### [抽出テキスト]
▽

トミーさんの井戸掘り勉強塾

[マチャアキJAPAN、2011ネパール、2012ザンジバル、2015カンボジア][2013/Dash島]テレビ出演

井戸掘りの 「イドセン」

井戸掘り30年、個人職人の井戸屋さんです。 時代と共に井戸掘りの機械は随分変わりました。 小さな機械で井戸を掘る昔ながらの井戸屋はほとんど姿を消しました。 このブログより、井戸掘りの理屈を皆さんに提供していきたいと思います。 「自分で井戸が掘りたい」「井戸について知りたい」など、井戸についてご質問のメッセージを頂ければ詳しくお答えいたします。 個人職人の井戸屋さん「イドセン」http://www.idosen.sakura.ne.jp/idosen/

災害時に井戸水提供を呼びかける

2013年04月26日 | 日記
全国の多くの市町村が、災害時に個人の井戸の提供を求めています。

指定された井戸には維持費として助成金を支払う所もあるようです。

また、災害井戸のある家の地図を配布してるところもあります。

△

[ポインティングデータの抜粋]

▽

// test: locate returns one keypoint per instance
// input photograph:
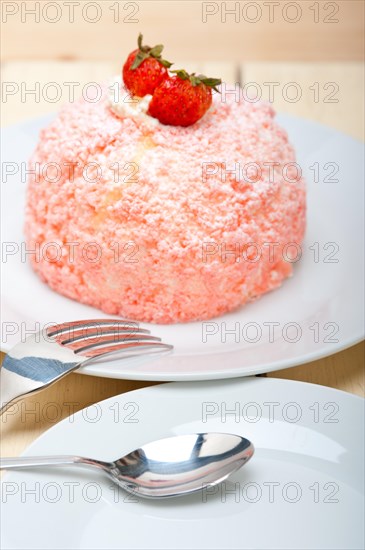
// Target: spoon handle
(36, 461)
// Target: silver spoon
(165, 468)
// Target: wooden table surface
(344, 370)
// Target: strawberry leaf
(199, 79)
(144, 52)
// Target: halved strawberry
(183, 99)
(145, 69)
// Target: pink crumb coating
(165, 224)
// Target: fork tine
(90, 333)
(63, 328)
(101, 343)
(128, 350)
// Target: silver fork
(52, 353)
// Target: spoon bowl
(168, 467)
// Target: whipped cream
(123, 104)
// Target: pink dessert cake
(164, 223)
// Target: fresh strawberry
(144, 69)
(183, 99)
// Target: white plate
(302, 489)
(323, 300)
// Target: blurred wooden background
(304, 30)
(306, 42)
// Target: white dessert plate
(319, 311)
(303, 488)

△

### [指示内容 1]
上にある井戸掘りのブログ本文を、一字も変えずに全文書き写すこと。
### [指示内容 2]
上のポインティングデータの行を、すべて元のとおりに繰り返してください。画像は出力に含めない。

### [出力結果 1]
トミーさんの井戸掘り勉強塾

[マチャアキJAPAN、2011ネパール、2012ザンジバル、2015カンボジア][2013/Dash島]テレビ出演

井戸掘りの 「イドセン」

井戸掘り30年、個人職人の井戸屋さんです。 時代と共に井戸掘りの機械は随分変わりました。 小さな機械で井戸を掘る昔ながらの井戸屋はほとんど姿を消しました。 このブログより、井戸掘りの理屈を皆さんに提供していきたいと思います。 「自分で井戸が掘りたい」「井戸について知りたい」など、井戸についてご質問のメッセージを頂ければ詳しくお答えいたします。 個人職人の井戸屋さん「イドセン」http://www.idosen.sakura.ne.jp/idosen/

災害時に井戸水提供を呼びかける

2013年04月26日 | 日記
全国の多くの市町村が、災害時に個人の井戸の提供を求めています。

指定された井戸には維持費として助成金を支払う所もあるようです。

また、災害井戸のある家の地図を配布してるところもあります。

### [出力結果 2]
// test: locate returns one keypoint per instance
// input photograph:
// Target: spoon handle
(36, 461)
// Target: silver spoon
(165, 468)
// Target: wooden table surface
(344, 370)
// Target: strawberry leaf
(199, 79)
(144, 52)
// Target: halved strawberry
(183, 99)
(145, 69)
// Target: pink crumb coating
(165, 224)
// Target: fork tine
(90, 333)
(63, 328)
(101, 343)
(128, 350)
// Target: silver fork
(52, 353)
// Target: spoon bowl
(168, 467)
// Target: whipped cream
(123, 104)
// Target: pink dessert cake
(164, 223)
// Target: fresh strawberry
(144, 69)
(183, 99)
// Target: white plate
(302, 489)
(323, 300)
// Target: blurred wooden background
(304, 30)
(306, 42)
// Target: white dessert plate
(319, 311)
(303, 488)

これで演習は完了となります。